*Complete the following*:
1 - According to the decision letter, why does the journal recommend depositing laboratory protocols in protocols.io? Answer in one to three sentences.
2 - Please repeat everything in the decision letter from "PLOS has incorporated" down to "the screening process.".

*Passage provided*:

•••

Scott M Williams, Giorgio Sirugo

30 May 2020

Dear Dr Watson,

Thank you very much for submitting your Research Article entitled 'A cautionary note on the use of machine learning algorithms to characterise malaria parasite population structure from genetic distance matrices' to PLOS Genetics. Your manuscript was fully evaluated at the editorial level and by independent peer reviewers. The reviewers appreciated the attention to an important problem, but raised some substantial concerns about the current manuscript. Based on the reviews, we will not be able to accept this version of the manuscript, but we would be willing to review again a much-revised version. We cannot, of course, promise publication at that time.

Should you decide to revise the manuscript for further consideration here, your revisions should address the specific points made by each reviewer. We will also require a detailed list of your responses to the review comments and a description of the changes you have made in the manuscript.

If you decide to revise the manuscript for further consideration at PLOS Genetics, please aim to resubmit within the next 60 days, unless it will take extra time to address the concerns of the reviewers, in which case we would appreciate an expected resubmission date by email to plosgenetics@plos.org.

If present, accompanying reviewer attachments are included with this email; please notify the journal office if any appear to be missing. They will also be available for download from the link below. You can use this link to log into the system when you are ready to submit a revised version, having first consulted our Submission Checklist.

To enhance the reproducibility of your results, we recommend that you deposit your laboratory protocols in protocols.io, where a protocol can be assigned its own identifier (DOI) such that it can be cited independently in the future. For instructions see our guidelines.

Please be aware that our data availability policy requires that all numerical data underlying graphs or summary statistics are included with the submission, and you will need to provide this upon resubmission if not already present. In addition, we do not permit the inclusion of phrases such as "data not shown" or "unpublished results" in manuscripts. All points should be backed up by data provided with the submission.

While revising your submission, please upload your figure files to the Preflight Analysis and Conversion Engine (PACE) digital diagnostic tool.  PACE helps ensure that figures meet PLOS requirements. To use PACE, you must first register as a user. Then, login and navigate to the UPLOAD tab, where you will find detailed instructions on how to use the tool. If you encounter any issues or have any questions when using PACE, please email us at figures@plos.org.

PLOS has incorporated Similarity Check, powered by iThenticate, into its journal-wide submission system in order to screen submitted content for originality before publication. Each PLOS journal undertakes screening on a proportion of submitted articles. You will be contacted if needed following the screening process.

To resubmit, use the link below and 'Revise Submission' in the 'Submissions Needing Revision' folder.

[LINK]

We are sorry that we cannot be more positive about your manuscript at this stage. Please do not hesitate to contact us if you have any concerns or questions.

Yours sincerely,

Giorgio Sirugo

Associate Editor

PLOS Genetics

Scott Williams

Section Editor: Natural Variation

PLOS Genetics

Reviewer's Responses to Questions

Comments to the Authors:

Please note here if the review is uploaded as an attachment.

•••

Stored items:

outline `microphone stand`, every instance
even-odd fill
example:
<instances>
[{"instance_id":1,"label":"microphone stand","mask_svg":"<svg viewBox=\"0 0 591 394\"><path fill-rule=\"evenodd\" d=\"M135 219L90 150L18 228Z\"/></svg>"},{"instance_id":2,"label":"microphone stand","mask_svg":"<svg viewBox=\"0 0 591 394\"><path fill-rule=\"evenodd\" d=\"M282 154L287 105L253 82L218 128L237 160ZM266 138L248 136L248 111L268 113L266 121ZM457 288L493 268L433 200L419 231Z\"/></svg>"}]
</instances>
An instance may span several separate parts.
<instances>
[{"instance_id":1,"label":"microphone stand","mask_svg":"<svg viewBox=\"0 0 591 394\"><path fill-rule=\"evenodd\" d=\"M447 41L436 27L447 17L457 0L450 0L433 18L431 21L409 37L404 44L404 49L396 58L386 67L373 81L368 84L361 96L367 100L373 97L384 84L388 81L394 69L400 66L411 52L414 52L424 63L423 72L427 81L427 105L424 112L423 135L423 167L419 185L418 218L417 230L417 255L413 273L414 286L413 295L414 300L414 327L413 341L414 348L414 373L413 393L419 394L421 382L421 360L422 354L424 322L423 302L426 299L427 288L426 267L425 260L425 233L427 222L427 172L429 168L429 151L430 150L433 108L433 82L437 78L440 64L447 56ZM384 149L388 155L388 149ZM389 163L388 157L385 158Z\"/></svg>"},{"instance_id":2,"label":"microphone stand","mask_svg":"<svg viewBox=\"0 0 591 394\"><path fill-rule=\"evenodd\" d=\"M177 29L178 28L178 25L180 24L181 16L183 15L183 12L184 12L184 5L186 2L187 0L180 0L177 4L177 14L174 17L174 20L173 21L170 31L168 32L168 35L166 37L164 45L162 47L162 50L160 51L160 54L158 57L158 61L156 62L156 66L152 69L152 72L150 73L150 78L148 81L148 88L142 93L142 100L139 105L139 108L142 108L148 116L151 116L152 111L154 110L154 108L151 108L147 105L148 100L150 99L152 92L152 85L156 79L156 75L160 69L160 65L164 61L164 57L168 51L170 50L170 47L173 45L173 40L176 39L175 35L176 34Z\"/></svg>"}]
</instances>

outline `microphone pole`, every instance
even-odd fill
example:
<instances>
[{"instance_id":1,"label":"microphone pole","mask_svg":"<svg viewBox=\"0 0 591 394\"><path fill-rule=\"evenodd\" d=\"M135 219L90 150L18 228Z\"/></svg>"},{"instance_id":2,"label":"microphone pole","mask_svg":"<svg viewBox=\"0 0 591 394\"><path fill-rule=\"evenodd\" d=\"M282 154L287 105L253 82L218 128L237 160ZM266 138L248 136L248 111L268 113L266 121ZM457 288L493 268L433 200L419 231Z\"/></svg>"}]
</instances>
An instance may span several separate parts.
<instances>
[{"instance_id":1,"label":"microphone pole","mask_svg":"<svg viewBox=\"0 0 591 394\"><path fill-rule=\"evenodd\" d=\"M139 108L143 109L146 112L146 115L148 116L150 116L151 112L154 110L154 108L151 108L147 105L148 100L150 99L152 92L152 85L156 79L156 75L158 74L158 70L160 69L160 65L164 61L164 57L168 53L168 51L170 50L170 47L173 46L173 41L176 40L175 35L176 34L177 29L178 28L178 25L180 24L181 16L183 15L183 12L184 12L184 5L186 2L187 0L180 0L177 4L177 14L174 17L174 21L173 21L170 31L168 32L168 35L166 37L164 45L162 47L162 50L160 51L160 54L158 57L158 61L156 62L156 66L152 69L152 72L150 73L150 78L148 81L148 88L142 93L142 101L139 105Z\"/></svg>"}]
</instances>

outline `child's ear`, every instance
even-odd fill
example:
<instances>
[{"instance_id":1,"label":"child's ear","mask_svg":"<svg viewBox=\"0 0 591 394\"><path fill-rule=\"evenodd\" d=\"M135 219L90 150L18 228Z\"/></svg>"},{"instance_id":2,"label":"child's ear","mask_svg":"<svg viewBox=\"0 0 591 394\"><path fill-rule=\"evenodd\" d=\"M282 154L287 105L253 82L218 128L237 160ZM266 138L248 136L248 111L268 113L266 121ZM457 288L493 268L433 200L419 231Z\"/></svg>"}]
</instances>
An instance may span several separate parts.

•••

*Answers to the problems*:
1 - The journal recommends it to enhance the reproducibility of the results. In protocols.io, a protocol can be assigned its own identifier (DOI), so it can be cited independently in the future.

2 -
PLOS has incorporated Similarity Check, powered by iThenticate, into its journal-wide submission system in order to screen submitted content for originality before publication. Each PLOS journal undertakes screening on a proportion of submitted articles. You will be contacted if needed following the screening process.